### TASK INSTRUCTIONS
Reproduce the data exactly and drop any pictures it holds.
***
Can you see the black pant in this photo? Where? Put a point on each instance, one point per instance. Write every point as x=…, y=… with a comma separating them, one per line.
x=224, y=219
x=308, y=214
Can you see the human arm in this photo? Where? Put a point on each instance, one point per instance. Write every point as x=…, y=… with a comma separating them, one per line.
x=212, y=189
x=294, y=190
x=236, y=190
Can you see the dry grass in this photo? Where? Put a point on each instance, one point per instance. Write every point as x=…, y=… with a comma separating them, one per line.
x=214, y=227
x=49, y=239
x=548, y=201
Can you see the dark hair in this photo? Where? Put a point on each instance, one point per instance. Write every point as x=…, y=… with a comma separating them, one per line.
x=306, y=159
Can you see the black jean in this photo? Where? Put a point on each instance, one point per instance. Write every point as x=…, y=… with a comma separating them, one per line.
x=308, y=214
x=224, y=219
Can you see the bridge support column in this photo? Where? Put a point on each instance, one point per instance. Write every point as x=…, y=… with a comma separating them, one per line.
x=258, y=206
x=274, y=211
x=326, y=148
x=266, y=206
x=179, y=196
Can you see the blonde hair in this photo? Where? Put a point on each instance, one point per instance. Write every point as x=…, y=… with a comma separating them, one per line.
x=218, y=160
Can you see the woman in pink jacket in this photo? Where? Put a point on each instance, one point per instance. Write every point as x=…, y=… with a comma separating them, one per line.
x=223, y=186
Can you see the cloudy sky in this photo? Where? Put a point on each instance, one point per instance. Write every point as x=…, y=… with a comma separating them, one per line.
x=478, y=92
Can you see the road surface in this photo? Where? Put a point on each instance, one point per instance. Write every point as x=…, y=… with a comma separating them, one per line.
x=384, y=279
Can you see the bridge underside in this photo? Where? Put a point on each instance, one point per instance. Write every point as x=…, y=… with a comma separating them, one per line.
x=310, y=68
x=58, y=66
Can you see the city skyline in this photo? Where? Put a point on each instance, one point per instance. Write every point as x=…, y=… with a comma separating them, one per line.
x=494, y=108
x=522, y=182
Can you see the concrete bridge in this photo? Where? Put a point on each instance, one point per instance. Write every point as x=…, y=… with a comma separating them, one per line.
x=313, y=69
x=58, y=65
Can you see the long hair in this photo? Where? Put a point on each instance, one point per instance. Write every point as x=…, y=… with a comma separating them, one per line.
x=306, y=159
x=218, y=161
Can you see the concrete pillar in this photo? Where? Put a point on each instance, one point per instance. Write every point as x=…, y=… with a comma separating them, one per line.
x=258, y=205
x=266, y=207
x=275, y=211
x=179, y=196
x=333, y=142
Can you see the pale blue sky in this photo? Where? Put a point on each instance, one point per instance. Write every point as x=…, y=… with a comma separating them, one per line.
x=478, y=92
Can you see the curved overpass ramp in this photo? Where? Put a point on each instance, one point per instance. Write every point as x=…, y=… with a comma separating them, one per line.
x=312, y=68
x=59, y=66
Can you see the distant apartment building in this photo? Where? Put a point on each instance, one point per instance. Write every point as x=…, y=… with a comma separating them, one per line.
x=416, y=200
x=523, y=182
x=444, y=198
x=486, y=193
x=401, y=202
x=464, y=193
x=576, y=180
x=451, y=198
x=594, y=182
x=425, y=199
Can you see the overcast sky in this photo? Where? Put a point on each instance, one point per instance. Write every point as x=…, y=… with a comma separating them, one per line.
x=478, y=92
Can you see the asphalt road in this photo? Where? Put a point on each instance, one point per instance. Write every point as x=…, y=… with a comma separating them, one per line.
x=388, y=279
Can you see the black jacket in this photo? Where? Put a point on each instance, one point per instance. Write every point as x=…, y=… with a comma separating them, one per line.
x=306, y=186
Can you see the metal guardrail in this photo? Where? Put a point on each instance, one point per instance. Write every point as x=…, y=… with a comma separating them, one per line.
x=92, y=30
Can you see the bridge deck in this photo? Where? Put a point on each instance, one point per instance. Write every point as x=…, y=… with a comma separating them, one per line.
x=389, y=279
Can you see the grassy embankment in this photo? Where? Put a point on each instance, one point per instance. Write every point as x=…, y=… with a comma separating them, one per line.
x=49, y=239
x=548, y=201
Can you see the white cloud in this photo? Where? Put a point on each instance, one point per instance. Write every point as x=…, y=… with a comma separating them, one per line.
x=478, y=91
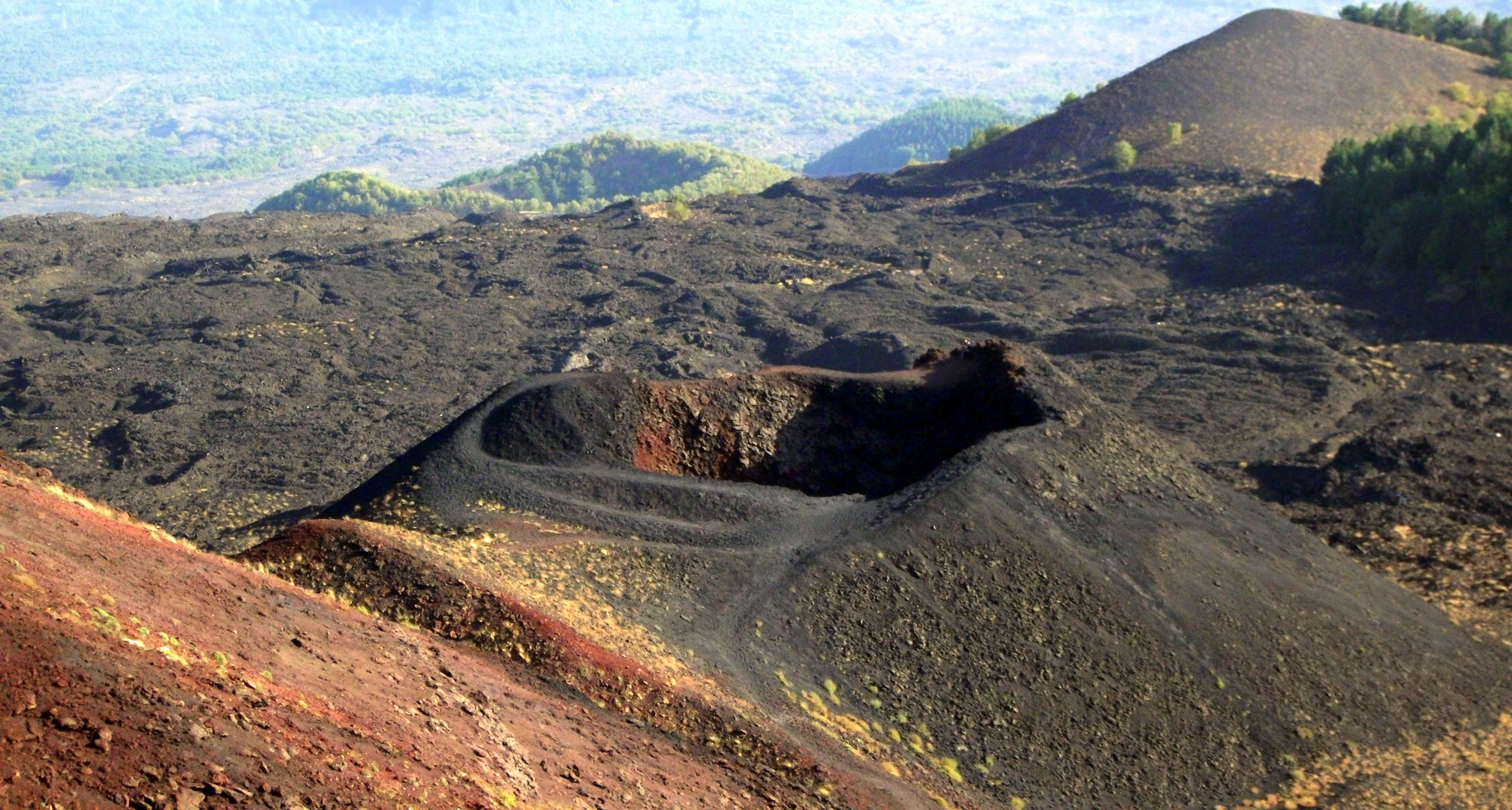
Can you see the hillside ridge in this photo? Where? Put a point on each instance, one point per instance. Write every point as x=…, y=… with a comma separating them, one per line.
x=1272, y=91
***
### ANSWER SECTION
Can you see the black pant in this photo? Where? Put a point on each instance, one point per instance. Write every point as x=…, y=… with a comma separating them, one per line.
x=224, y=219
x=308, y=214
Can you see the human arm in this photo? Where? Put a point on each instance, one point per instance. Write every point as x=…, y=… with a comma separating them, one per line.
x=212, y=189
x=294, y=190
x=236, y=190
Can you see the dry grass in this photo? Where? Put a point on each instance, one point per instance. Write every point as x=…, y=… with a comma separating them, one per line.
x=214, y=227
x=49, y=239
x=548, y=201
Can you see the dark hair in this photo? Where? Put a point on each instance, one point per instance. Write every point as x=…, y=… with a comma separating them, one per line.
x=306, y=159
Can you see the black jean in this photo? Where? Put a point on each instance, one point per instance. Write every point as x=…, y=… with a comma separating them, one per line.
x=308, y=214
x=224, y=219
Can you see the bridge support column in this photo? Where? Put a point on each instance, one point per instance. Write every point as x=…, y=… with a comma separating them, one per line.
x=258, y=206
x=274, y=211
x=326, y=148
x=266, y=206
x=179, y=196
Can you see the blonde hair in this photo? Where? Put a point on each instance, one point per instance. Write every point as x=…, y=… with a comma separating them, one per line.
x=218, y=160
Can you see the woman in pink jacket in this photo? Where? Put a point on each instance, one point per instance. Write every point as x=…, y=… with a comma separating them, one per line.
x=223, y=186
Can you see the cloudy sky in this photo? Where? Put a point on each instance, one point per instance. Write every point as x=…, y=… with a comma separating them, one per line.
x=478, y=92
Can you see the road surface in this photo? Where? Put a point on each instance, one point per instance. Write every point as x=…, y=… with a comma separating them, one per line.
x=384, y=279
Can you see the bridge underside in this photo? Where? Put a point on each instance, one point per instance. Write every point as x=…, y=… with a comma separating them, one per line.
x=310, y=68
x=58, y=66
Can you see the city skyline in this photo? Where? Put a point on each instance, one point per instance. Write every point as x=…, y=… with a comma separating them, one per line.
x=494, y=108
x=522, y=182
Can you see the concrete bridge in this photo? Where? Put a point on each instance, one point per instance. Write every point as x=…, y=… with a comma separating them, one per line.
x=313, y=69
x=58, y=65
Can you see the long hair in this photo? Where? Put a point on each instance, one point per instance. Write every point as x=…, y=… with a comma separating them, one per line.
x=306, y=159
x=218, y=161
Can you see the concrete pillar in this photo? Where? Put a point on each instance, one point per instance. Write every point as x=…, y=… with a comma separating them, one per line.
x=258, y=205
x=266, y=207
x=275, y=211
x=179, y=196
x=333, y=142
Can you see the pale blue sky in this photo? Where? Put a point on each instance, one point per instance. Write every point as x=…, y=… with a comma separating them, one per line.
x=478, y=92
Can you see the curved overpass ramp in this photo? Where? Put a point on each instance, one point per instance. Write every point as x=…, y=… with a comma separating them, one per line.
x=312, y=68
x=59, y=66
Can you see the distant apartment building in this photo? Where? Put a point on each instance, one point per instance. Write every point as x=…, y=… with a comma separating them, one per line.
x=416, y=200
x=523, y=182
x=444, y=198
x=486, y=193
x=401, y=202
x=464, y=193
x=576, y=180
x=451, y=198
x=594, y=182
x=425, y=199
Can you see the overcast sky in this photo? Where? Put a point on each instance, one point per instance. Write every point as x=…, y=… with a comma separating them, one per line.
x=478, y=92
Can you see the asphalt road in this photo? Where? Put a point on each instance, one point per instance. Write every point as x=…, y=… with a comma separating them, one per line.
x=388, y=279
Can you see the black jacket in this photo? Where? Put a point on each instance, one point per instance. Write every point as x=…, y=… with a comma separating them, one per line.
x=306, y=186
Can you see the metal guardrail in this photo? Where? Put a point on each instance, one point per instance. Write every point as x=…, y=… with a comma separating them, one per line.
x=92, y=30
Can you see the bridge deck in this photo? Where? Put a point on each instance, one point per instance. Write every point as x=…, y=… with a comma separating them, one per line.
x=389, y=279
Can you see the grassy embankment in this photo? Where? Put a point on each instance, one point per instance. Write every point as x=…, y=… with a comma separating them, one per line.
x=49, y=239
x=548, y=201
Can you see the white cloud in this photo? Where? Put a point on each instance, one point per instance. Write every point as x=…, y=… with a comma separating them, one per line.
x=478, y=91
Can you see the hillside ridge in this photo? Where? Put a point on each instance, one point per instance. Write every point as x=…, y=… with a comma separating them, one per line.
x=1272, y=91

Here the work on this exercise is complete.